Text to read:
..........
Friends' School (known as Walden School from 2016–17) was a Quaker independent school located in Saffron Walden, Essex, situated approximately 12 miles south of the city of Cambridge, England. The school was co-educational and accommodated children between the ages of three and 18 (boarders and day pupils).

The school closed at the end of the 2017 summer term.

History
Friends' School, Saffron Walden was founded as part of the Quakers' Clerkenwell workhouse in Islington in London in 1703, 50 years after George Fox. The workhouse was for children and the elderly and the school moved out as a separate entity in 1786. It was now nearby in Clerkenwell and now known as the Friends' School. However the new building was damp and ill suited to teaching and learning.
..........
Set exercise A: According to the text on Friends' School, in what year did the school move out of the Clerkenwell workhouse as a separate entity?
Set exercise B: List every distinct year that the text on Friends' School mentions.
Set exercise C: Continue the history of Friends' School, picking up after the sentence about the damp new building.

Provided information:
..........
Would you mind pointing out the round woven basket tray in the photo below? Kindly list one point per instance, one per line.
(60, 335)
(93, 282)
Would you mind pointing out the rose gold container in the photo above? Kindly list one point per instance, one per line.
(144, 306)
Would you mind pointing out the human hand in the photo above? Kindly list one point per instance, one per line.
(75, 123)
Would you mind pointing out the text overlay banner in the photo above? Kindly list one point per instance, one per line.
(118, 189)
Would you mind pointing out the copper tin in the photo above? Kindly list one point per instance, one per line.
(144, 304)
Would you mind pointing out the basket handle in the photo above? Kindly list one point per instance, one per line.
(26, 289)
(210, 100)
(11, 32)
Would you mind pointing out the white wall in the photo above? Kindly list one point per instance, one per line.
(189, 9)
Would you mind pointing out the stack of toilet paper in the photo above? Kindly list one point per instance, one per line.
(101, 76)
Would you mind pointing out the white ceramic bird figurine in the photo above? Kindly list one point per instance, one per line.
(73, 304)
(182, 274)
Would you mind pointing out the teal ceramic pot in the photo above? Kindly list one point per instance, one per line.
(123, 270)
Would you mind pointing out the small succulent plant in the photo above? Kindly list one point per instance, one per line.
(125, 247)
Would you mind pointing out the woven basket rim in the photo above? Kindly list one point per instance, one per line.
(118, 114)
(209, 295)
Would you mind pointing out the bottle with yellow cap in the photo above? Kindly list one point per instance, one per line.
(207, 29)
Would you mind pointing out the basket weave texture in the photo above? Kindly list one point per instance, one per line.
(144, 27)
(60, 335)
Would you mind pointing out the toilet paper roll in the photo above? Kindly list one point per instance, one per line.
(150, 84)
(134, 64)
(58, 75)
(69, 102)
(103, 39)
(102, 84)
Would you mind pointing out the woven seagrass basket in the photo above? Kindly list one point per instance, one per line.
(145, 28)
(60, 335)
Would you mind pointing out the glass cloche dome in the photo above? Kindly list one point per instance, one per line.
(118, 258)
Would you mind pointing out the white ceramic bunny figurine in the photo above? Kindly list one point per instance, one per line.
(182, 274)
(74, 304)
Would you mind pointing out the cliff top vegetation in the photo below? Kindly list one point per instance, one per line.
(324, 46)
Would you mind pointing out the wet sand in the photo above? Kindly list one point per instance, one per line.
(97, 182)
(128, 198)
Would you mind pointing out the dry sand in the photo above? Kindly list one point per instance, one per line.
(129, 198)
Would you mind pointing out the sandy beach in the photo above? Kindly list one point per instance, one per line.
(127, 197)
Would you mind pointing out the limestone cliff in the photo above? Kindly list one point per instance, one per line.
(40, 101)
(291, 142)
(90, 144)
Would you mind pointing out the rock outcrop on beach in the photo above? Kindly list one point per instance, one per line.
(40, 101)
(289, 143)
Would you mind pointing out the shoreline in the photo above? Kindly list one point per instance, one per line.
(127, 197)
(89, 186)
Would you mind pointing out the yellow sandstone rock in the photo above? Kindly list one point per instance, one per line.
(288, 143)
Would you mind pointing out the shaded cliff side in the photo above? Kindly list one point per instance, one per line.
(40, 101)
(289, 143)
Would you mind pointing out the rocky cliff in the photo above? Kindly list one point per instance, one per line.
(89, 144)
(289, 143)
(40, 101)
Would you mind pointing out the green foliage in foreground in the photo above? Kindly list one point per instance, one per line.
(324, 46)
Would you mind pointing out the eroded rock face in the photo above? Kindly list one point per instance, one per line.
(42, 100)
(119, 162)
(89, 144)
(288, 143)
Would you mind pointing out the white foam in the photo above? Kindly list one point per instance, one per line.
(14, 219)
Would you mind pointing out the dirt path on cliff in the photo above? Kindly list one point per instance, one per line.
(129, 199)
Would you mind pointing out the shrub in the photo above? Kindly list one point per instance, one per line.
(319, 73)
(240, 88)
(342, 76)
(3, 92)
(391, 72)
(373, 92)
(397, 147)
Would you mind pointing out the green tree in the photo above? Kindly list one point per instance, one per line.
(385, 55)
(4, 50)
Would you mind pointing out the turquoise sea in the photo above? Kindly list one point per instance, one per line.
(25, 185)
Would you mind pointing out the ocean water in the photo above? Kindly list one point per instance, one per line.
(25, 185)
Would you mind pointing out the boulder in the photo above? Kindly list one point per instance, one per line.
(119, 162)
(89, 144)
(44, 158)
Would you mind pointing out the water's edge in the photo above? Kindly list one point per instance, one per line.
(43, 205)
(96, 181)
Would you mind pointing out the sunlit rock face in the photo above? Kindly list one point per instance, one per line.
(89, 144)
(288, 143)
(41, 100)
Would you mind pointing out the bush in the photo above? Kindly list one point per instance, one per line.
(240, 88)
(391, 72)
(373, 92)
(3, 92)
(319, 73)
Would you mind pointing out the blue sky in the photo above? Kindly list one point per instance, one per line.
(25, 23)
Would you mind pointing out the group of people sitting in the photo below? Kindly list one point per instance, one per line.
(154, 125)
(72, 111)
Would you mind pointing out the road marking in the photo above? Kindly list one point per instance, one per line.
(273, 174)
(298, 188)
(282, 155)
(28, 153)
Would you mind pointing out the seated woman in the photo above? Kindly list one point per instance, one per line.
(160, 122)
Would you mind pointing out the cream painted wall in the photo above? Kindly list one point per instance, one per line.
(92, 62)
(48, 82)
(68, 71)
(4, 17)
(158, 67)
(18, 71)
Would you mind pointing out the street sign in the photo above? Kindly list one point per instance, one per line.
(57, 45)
..........
Final answer A: 1786

Final answer B: 2016, 2017, 1703, 1786

Final answer C:
In 1825 the school began operation in Croydon. There was initially 120 places for students who began at the age of nine. Children did not have to be members of the Quakers but these children were accepted first. In 1828 the school had a marriage when Elizabeth Hutchinson married Edward Foster Brady. They were both teachers and both former pupils of the school. In 1833 they became joint heads of the school, although Edward was ill and had been consumptive. He died in 1838 and Elizabeth Brady led the school until 1842.

In 1876 the mayor of Saffron Waldon offered a new site for the school and in 1879 the school opened in Saffron Walden.

In September 2016 the school changed its name to Walden School.

On 11 May 2017 it was announced that Walden School would close at the end of the 2016–17 school year.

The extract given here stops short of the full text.